SOURCE DATA =
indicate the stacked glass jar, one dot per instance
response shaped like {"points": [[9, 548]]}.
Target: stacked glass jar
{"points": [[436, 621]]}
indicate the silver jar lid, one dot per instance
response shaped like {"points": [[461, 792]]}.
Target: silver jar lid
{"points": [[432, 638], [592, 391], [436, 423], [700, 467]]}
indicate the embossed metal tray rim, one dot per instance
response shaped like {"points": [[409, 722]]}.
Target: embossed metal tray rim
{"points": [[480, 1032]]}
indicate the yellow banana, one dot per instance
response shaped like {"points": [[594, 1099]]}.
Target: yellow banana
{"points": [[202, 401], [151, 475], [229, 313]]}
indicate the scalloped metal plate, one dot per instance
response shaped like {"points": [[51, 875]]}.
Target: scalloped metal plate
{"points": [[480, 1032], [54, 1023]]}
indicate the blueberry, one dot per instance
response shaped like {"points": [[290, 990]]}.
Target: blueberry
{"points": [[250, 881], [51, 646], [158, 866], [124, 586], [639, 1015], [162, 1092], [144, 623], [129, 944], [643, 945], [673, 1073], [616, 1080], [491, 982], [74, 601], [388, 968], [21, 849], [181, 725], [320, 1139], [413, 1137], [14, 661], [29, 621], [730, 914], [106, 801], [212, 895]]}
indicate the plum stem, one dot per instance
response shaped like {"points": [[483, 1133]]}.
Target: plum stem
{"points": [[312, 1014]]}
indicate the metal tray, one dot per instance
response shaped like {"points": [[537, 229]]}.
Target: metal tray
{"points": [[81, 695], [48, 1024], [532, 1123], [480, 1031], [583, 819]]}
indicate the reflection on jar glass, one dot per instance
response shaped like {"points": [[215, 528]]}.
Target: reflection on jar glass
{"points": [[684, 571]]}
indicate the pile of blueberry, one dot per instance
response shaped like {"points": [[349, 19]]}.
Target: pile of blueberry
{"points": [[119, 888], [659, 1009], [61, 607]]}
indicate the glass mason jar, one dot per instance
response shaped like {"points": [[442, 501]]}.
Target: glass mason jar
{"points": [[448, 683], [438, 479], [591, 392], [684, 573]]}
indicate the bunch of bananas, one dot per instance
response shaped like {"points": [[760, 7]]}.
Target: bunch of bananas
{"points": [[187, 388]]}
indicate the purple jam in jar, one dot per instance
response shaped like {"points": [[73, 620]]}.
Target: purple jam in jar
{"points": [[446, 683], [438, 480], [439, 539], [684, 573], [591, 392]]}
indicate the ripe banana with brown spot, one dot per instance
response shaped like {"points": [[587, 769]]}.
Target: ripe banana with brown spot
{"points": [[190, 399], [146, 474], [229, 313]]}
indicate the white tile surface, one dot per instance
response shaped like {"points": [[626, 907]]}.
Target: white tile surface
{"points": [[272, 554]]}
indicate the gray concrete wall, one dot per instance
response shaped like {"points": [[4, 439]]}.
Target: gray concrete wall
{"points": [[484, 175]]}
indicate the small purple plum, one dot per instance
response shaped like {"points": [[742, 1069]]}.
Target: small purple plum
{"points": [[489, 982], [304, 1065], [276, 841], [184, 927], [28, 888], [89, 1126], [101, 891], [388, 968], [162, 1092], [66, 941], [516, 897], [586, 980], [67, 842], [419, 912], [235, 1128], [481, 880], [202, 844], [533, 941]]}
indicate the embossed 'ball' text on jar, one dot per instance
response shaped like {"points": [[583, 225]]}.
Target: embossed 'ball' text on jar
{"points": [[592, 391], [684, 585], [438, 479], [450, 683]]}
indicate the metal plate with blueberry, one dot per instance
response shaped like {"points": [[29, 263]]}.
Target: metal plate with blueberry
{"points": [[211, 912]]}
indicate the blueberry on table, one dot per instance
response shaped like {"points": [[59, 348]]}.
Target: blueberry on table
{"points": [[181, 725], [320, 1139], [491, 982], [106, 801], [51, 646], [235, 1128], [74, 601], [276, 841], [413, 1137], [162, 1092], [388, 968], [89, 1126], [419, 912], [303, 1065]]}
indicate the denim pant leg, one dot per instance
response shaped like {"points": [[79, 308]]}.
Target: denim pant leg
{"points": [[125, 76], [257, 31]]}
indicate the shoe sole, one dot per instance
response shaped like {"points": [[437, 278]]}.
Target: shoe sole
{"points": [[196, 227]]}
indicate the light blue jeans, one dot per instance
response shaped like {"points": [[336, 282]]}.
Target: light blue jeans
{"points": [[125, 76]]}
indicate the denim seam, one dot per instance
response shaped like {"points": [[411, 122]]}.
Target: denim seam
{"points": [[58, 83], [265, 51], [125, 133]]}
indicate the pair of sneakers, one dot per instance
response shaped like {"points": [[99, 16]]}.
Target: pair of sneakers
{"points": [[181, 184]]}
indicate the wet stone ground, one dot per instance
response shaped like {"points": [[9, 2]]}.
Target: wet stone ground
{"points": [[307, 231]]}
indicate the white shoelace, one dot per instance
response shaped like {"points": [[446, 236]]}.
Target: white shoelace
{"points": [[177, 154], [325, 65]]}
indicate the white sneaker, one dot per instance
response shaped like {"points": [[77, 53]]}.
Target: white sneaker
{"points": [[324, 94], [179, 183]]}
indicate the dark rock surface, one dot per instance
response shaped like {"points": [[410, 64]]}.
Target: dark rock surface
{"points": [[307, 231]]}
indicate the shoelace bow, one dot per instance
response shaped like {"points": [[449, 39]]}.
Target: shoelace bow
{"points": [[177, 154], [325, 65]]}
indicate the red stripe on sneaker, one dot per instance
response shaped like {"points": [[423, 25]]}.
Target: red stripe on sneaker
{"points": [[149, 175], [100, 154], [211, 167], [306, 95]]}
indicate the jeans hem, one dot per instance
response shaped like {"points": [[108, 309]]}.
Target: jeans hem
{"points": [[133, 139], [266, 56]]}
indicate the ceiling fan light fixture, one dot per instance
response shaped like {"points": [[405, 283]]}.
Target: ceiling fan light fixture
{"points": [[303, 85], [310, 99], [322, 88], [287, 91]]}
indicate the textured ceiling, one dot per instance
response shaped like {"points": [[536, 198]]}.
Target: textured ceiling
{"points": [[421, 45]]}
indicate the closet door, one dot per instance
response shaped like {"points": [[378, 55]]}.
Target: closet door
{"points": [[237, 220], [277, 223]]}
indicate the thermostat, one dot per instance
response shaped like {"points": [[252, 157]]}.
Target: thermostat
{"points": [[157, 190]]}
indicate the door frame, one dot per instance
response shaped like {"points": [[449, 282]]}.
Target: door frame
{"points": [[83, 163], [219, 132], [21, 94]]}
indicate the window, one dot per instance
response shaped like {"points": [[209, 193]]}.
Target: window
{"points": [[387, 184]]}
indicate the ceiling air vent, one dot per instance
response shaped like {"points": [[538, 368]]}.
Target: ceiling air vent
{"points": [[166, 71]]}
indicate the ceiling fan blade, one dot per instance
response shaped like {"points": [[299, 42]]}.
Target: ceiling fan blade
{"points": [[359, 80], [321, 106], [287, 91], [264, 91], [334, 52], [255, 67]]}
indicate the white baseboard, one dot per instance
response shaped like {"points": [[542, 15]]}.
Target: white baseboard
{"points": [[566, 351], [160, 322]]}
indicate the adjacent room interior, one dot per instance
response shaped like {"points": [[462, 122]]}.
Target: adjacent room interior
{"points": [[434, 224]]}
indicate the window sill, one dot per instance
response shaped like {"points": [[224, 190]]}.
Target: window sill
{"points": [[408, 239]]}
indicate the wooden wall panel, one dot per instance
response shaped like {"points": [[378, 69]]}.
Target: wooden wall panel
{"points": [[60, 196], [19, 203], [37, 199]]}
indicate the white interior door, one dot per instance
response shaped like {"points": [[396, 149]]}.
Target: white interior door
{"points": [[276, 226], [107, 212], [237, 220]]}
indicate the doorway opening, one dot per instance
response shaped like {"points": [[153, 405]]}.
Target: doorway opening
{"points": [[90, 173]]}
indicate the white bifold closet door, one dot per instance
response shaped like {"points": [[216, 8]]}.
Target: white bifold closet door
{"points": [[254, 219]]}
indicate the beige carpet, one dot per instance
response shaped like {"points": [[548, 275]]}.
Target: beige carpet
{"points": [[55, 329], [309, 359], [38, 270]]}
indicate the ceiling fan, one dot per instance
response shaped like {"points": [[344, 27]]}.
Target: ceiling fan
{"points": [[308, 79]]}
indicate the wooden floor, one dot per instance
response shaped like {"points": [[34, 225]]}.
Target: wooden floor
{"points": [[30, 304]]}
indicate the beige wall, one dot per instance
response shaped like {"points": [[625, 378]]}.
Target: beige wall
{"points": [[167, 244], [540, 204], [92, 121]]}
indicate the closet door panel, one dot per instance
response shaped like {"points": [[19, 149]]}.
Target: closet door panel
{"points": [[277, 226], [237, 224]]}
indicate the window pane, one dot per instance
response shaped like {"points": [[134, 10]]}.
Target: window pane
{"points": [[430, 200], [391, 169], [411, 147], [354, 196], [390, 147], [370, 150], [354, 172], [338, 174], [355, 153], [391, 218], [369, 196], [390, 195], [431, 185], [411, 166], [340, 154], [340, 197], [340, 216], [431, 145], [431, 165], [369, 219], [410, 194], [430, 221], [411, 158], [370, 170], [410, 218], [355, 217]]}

EXERCISE DETAILS = Render the data, from the line containing "indicate the wooden floor, one" through the final line, as a JSON list of strings with one string per line, omitting blank lines.

RESULT =
[
  "indicate the wooden floor, one dot per instance",
  "response shaped like {\"points\": [[34, 225]]}.",
  "Target: wooden floor",
  "{\"points\": [[30, 304]]}",
  "indicate the beige wall, one dot per instance",
  "response shaped like {\"points\": [[625, 378]]}.",
  "Target: beige wall",
  "{\"points\": [[167, 244], [540, 204], [92, 121]]}",
  "indicate the closet door panel, one dot per instance",
  "response shaped like {\"points\": [[19, 149]]}.",
  "Target: closet door panel",
  "{\"points\": [[277, 226], [237, 224]]}",
  "indicate the window pane, one dot per instance",
  "response shaped like {\"points\": [[134, 10]]}.",
  "Target: window pane",
  "{\"points\": [[430, 200], [391, 169], [411, 147], [354, 196], [390, 147], [370, 150], [354, 172], [338, 174], [355, 153], [391, 218], [369, 196], [390, 195], [431, 185], [411, 166], [340, 154], [340, 197], [340, 216], [431, 145], [431, 165], [369, 219], [410, 194], [430, 221], [411, 158], [370, 170], [410, 218], [355, 217]]}"
]